> [Objective]:
Repeat the material in full. Keep every line exactly as it is.

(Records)
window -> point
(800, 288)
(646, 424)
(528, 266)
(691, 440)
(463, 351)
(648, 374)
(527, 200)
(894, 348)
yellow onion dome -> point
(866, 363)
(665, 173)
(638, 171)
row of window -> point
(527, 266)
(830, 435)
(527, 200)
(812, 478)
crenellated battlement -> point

> [Right answer]:
window -> point
(800, 288)
(646, 424)
(528, 266)
(691, 440)
(463, 351)
(648, 374)
(527, 200)
(894, 348)
yellow onion dome -> point
(866, 363)
(665, 173)
(638, 171)
row of window -> point
(527, 266)
(830, 435)
(527, 200)
(812, 478)
crenellated battlement -> point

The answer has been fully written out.